··· EXCERTO

O aspecto do "take away" de informação e imagens é bastante descurado
pelos museus portugueses - e contribui muito para o divórcio que
existe entre os Portugueses e os museus em Portugal, pois os museus,
especialmente os Museus Nacionais, continuam a ser vistos como museus
para as élites da capital.
Eu serei o último a querer ou poder "aconselhar melhores práticas de
conservação e fruição das colecções arqueológicas" - não sou
arqueologo profissional ou museólogo - fiz outras escolhas
profissionais - mas continuo apaixonado pelo tema e participo como
posso. De qualquer forma tenho visitado muito museus de arqueologia
pelo mundo, e permita-me que diga, que enquanto cidadão Português e
"cliente" (isto é, visitante), penso que o MNA - como museu - não
serve minimamente o país ou a arqueologia portuguesa. A área de
exposição é minima, para não dizer insignificante em relação ás
colecções que sei que o MNA guarda, e estruturada para mostrar os
"tesouros" da arqueologia portuguesa. A ideia de se querer continuar a
promover a "arqueologia como procura de tesouros" não serve a
arqueologia que se faz hoje em dia. Temos que abandonar o conceito de
museu como "gabinete de antiguidades". Eu sei também que o actual MNA
é o sucessor de algo muito mais antigo e o espaço que ocupa nos
Jerónimos traz problemas adicionais (não só de espaços como também de
politiquices com os outros stakeholders nos Jerónimos), e que talvez o
actual MNA seja o melhor que se tem podido fazer dentro dos parâmetros
que existem.

······

TAREFA PROPOSTA 1: Segundo o excerto sobre os museus portugueses, como continuam a ser vistos os Museus Nacionais?
TAREFA PROPOSTA 2: Traduza para inglês esta frase do excerto sobre os museus portugueses: "Temos que abandonar o conceito de museu como "gabinete de antiguidades"."
TAREFA PROPOSTA 3: Prolongue o excerto sobre o MNA com um ou dois parágrafos na mesma voz, começando logo após a última frase.
Os registos que se seguem são material à parte e não têm relação com o excerto.

··· REGISTOS FORNECIDOS

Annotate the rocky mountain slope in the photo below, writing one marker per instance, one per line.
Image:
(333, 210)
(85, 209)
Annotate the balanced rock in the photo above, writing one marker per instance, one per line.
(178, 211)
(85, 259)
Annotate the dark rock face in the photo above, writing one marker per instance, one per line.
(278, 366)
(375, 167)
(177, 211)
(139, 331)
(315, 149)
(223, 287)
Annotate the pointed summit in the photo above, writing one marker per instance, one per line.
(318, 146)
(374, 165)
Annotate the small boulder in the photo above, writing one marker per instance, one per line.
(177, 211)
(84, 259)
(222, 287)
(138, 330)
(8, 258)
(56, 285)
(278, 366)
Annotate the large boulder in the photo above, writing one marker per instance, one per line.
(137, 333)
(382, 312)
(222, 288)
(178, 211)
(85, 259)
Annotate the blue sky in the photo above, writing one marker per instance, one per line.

······
··· REGISTOS FORNECIDOS

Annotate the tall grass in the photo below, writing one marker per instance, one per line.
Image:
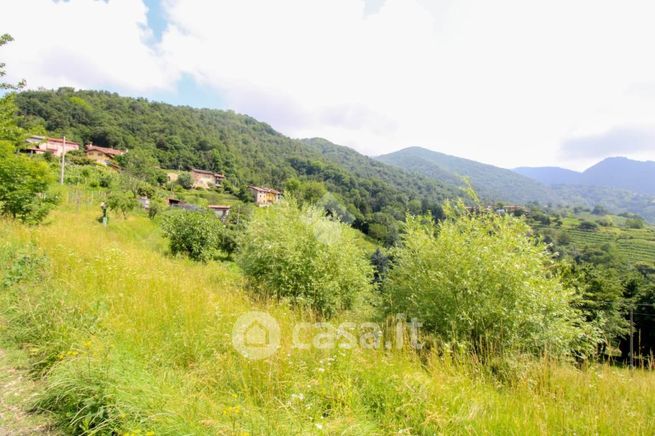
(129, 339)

······

RESPOSTA CERTA 1: Continuam a ser vistos como museus para as élites da capital.

RESPOSTA CERTA 2: We have to abandon the concept of the museum as a "cabinet of antiquities."

RESPOSTA CERTA 3:
Atrevo-me contudo a dizer que, na minha óptica, o MNA deveria ser
extinto, e as colecções redistribuidas por novos museus regionais de
arqueologia, construídos de raiz, e com amplas áreas de exposição,
para que as exposições sejam maioiritáriamente permanentes e
musealizem adequadamente as colecções arqueológicas da região em
termos cronológicas e por sitios arqueologicos. Posso citar-lhe, a
exemplo, a villa romana de Milreu em Estoi - um conjunto adequadamente
protegido e enquadrado para o visitante, contudo os materiais
arqueológicos que teem vindo a ser recolhidos neste sitio desde o séc
XIX, estão dispersos pelo MNA, Museu de Faro, Museu de Évora e penso
também que num museu na Figueira da Foz (além do que está sómente
armazenado algures). Quem visita Milreu, não tem no Algarve, a
capacidade de visitar um museu que complete a "história" de Milreu
como um dos mais importantes sitios arqueológicos do Algarve.
Visitando o MNA também não o fará, pois só dois bustos encontrados em
Milreu estão expostos no MNA! Quem diz Milreu, diz Torre de Palma,
Miróbriga, Tróia, e muitos outros sitios arqueologicos em Portugal.
Sou de opinião que o conceito de museus de arqueologia terá que mudar
imenso em Portugal - temos que nos afastar de sermos um país de
grandes museus nacionais centrados em Lisboa, assim como dos museus de
paróquia ou de Câmara Municipal, que funcionam como sala de festas e
para sessôes solenes! Seria preferivél termos bons museus regionais,
"perto" dos sitios arqueologicos de onde proveem as peças, museus que
contem uma história para a população que não é arqueológa mas que
poderá ser educada em arqueologia, e porventura passar a ter maior
sensibilidade para a preservação da nossa herança arqueológica.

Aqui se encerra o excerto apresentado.